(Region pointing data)

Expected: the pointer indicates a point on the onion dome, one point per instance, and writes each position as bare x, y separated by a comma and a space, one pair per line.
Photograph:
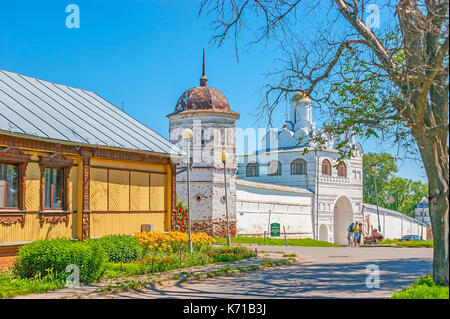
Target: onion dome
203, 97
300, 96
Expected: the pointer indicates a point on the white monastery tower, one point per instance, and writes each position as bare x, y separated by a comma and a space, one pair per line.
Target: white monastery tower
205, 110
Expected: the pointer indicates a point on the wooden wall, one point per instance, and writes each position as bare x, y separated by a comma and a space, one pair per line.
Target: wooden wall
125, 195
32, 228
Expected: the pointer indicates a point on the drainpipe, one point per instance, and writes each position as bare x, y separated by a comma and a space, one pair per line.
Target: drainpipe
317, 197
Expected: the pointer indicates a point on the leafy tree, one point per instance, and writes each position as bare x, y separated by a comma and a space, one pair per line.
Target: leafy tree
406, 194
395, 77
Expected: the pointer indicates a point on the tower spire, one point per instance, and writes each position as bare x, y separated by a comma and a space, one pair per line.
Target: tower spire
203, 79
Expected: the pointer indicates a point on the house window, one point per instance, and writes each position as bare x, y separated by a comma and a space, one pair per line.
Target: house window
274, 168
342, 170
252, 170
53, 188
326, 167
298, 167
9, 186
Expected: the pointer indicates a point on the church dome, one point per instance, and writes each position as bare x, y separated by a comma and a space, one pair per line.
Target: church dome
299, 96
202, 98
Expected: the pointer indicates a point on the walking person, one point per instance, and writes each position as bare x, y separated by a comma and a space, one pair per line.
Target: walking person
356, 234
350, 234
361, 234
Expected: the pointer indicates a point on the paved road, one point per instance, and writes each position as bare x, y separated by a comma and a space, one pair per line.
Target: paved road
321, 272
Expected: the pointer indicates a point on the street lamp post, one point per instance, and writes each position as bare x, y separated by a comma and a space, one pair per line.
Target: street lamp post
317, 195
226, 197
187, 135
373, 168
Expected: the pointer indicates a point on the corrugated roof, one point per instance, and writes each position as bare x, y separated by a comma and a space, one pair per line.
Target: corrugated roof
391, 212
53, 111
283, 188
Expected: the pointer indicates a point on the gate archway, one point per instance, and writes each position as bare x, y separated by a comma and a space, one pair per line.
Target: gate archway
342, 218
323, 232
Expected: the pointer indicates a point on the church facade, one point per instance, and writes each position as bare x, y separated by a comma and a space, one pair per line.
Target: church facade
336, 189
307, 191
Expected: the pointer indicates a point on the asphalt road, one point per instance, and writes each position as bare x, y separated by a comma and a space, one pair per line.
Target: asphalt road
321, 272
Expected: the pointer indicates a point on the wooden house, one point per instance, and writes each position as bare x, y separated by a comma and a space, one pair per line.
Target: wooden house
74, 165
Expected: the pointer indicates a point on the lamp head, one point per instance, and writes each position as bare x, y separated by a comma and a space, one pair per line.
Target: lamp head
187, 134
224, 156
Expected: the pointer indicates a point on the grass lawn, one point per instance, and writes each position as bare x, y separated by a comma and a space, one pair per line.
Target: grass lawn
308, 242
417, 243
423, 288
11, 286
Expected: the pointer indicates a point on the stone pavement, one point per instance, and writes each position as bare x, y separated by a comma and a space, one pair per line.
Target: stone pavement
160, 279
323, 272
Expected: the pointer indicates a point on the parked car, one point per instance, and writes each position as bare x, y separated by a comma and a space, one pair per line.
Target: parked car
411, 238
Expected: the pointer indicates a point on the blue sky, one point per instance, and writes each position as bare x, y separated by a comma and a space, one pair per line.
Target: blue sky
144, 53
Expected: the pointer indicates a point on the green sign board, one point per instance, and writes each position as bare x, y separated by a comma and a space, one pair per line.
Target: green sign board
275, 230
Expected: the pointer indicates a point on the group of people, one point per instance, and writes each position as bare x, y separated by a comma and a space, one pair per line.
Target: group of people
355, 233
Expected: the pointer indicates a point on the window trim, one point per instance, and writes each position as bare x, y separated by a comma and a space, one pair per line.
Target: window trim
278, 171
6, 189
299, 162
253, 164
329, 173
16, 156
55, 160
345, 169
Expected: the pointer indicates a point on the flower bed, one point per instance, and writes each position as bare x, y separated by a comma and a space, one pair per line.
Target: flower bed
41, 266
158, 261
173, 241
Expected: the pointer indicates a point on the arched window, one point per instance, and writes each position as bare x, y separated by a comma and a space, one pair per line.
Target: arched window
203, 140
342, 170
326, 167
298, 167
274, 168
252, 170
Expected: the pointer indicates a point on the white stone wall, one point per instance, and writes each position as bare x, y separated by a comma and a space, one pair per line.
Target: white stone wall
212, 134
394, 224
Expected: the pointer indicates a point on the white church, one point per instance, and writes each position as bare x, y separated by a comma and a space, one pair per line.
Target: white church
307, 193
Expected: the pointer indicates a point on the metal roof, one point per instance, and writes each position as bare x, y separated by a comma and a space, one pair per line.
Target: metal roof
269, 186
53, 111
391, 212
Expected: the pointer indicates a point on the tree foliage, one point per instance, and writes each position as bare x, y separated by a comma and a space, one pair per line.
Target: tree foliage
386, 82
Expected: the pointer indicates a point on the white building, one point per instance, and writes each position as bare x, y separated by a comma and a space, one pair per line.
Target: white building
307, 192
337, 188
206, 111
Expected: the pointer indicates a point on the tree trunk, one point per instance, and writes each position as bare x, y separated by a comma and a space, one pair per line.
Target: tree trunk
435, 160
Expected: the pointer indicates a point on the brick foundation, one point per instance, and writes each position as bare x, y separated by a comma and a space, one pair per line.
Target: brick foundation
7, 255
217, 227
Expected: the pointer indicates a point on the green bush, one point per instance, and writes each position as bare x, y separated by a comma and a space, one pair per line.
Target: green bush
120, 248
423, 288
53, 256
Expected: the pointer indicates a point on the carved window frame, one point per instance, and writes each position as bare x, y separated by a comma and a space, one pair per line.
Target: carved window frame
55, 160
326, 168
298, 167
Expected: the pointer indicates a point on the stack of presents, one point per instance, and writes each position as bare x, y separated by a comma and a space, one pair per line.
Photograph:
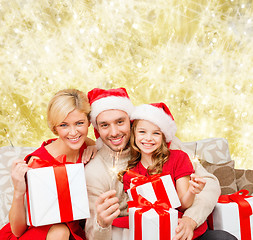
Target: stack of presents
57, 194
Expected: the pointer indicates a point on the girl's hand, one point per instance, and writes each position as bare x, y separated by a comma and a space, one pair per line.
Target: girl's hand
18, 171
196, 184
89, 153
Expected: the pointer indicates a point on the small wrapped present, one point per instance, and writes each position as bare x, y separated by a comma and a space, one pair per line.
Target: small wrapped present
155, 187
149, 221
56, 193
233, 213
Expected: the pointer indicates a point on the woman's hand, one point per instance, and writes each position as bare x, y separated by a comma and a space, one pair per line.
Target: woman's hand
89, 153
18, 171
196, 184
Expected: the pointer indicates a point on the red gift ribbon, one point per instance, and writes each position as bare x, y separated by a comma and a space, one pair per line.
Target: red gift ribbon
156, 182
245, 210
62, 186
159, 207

(Task requirements) Set down, exactly as they appear above, all lines from the one that has "Target: wooden house" down to the one that has "Expected: the pointer indicates a point on the window", including those two and no others.

(Expected output)
Target: wooden house
74, 165
Expected: the pointer indicates a point on the lamp head, one point per instance, and writes each position as bare x, y separated by a comma and a space, one pair per line.
Target: lamp head
187, 134
224, 156
Expected: the pointer indicates a point on the grass lawn, one point per instance, and writes each position as bare x, y separated by a comma and a space, one pair per line.
Target: grass lawn
308, 242
417, 243
423, 288
11, 286
Expected: the pointer indicates a point on the stone pavement, one point per instance, and writes each position as bare x, y separated by a comma and a space, one pair per line.
Target: stone pavement
160, 279
323, 272
Expected: the pointer indicates a point on the parked car, one point per instance, and writes each position as bare x, y separated by a comma and a space, one pair per line.
Target: parked car
411, 238
Expected: the pointer indicates a point on the blue sky, one point per instance, and writes each position as bare x, y separated by a comma and a space, one pair per line.
Target: blue sky
144, 53
Expected: the pointer indicates a point on the green sign board, one point per instance, and writes each position as bare x, y separated by a comma and a space, one pair per line.
Target: green sign board
275, 230
Expected: the pointer indicates a point on the group of people, one point per instance, and writes each position as bare x, y separated by a comma and a space, one pair per line.
Target: group of people
355, 233
Expected: the pointer indicates a point on the window trim, one point per instance, and writes each position as bare x, y separated by a comma and a space, one pair per line.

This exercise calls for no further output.